- _Records provided_:
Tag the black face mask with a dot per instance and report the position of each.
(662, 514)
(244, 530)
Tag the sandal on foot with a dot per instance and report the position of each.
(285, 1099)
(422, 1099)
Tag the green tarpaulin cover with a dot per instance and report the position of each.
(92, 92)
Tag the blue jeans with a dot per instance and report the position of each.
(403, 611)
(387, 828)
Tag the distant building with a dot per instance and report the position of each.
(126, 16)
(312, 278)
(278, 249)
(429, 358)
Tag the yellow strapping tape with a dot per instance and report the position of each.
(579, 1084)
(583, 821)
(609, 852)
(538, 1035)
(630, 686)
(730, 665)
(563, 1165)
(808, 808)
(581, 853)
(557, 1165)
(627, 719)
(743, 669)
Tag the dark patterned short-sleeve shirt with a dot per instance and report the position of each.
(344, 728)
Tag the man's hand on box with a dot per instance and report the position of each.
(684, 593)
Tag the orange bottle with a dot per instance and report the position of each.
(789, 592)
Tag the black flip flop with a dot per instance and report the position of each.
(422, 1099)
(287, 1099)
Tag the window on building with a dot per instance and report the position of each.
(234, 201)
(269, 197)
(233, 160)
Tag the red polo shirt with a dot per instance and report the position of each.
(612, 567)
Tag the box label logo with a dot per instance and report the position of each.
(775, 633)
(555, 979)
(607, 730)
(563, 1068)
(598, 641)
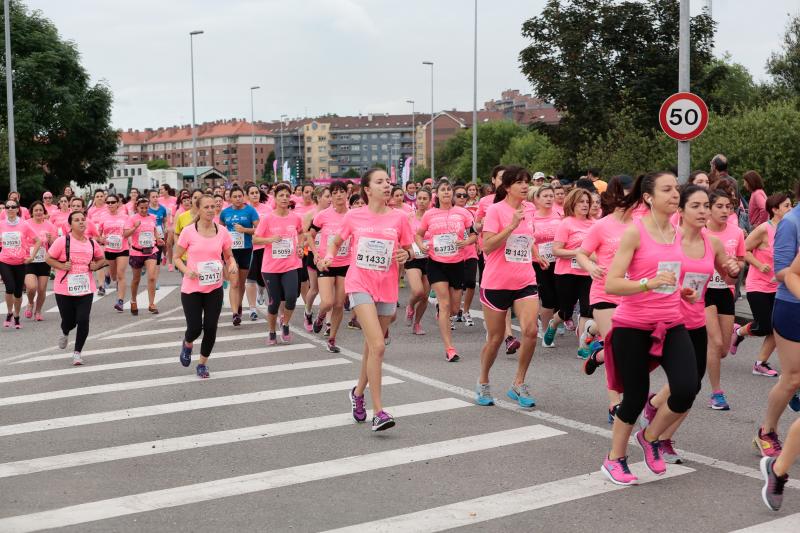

- _Action item_: Print out every record above exactly as given. Do not include the pictures.

- _Solution_:
Tag the black face mask with a dot per instance and report the position of each.
(662, 514)
(244, 530)
Tag the sandal on foot with a dot per instance and report the position of each.
(285, 1099)
(422, 1099)
Tag the green tarpaulin cover with a dot per instance and report the position of each.
(92, 92)
Tag the blue jeans with a dot per instance and report the position of each.
(403, 611)
(387, 828)
Tag the distant building with a dot per instance and report the position of each.
(126, 16)
(312, 278)
(278, 249)
(429, 358)
Tag the yellow strapping tape with a dot per instance and report the position of each.
(579, 1084)
(583, 821)
(609, 852)
(538, 1035)
(630, 686)
(730, 665)
(563, 1165)
(808, 808)
(581, 853)
(557, 1165)
(627, 719)
(743, 669)
Tag the dark patterned short-sleeve shirt with a dot per instance and report the position of each.
(344, 728)
Tag the man's hand on box with a dot per instance and report the position of each.
(684, 593)
Tag the orange bottle with a dot per instance and report the position of each.
(789, 592)
Tag the black flip flop with a dot per instance and report the position of each.
(422, 1099)
(287, 1099)
Tag the window on building with a dot per instance and report the position of each.
(234, 201)
(269, 197)
(233, 160)
Tag the red polo shirt with a dot per instance and report the position of each.
(612, 567)
Tag the box label logo with a dot per instance and report the position of each.
(775, 633)
(555, 979)
(607, 730)
(563, 1068)
(598, 641)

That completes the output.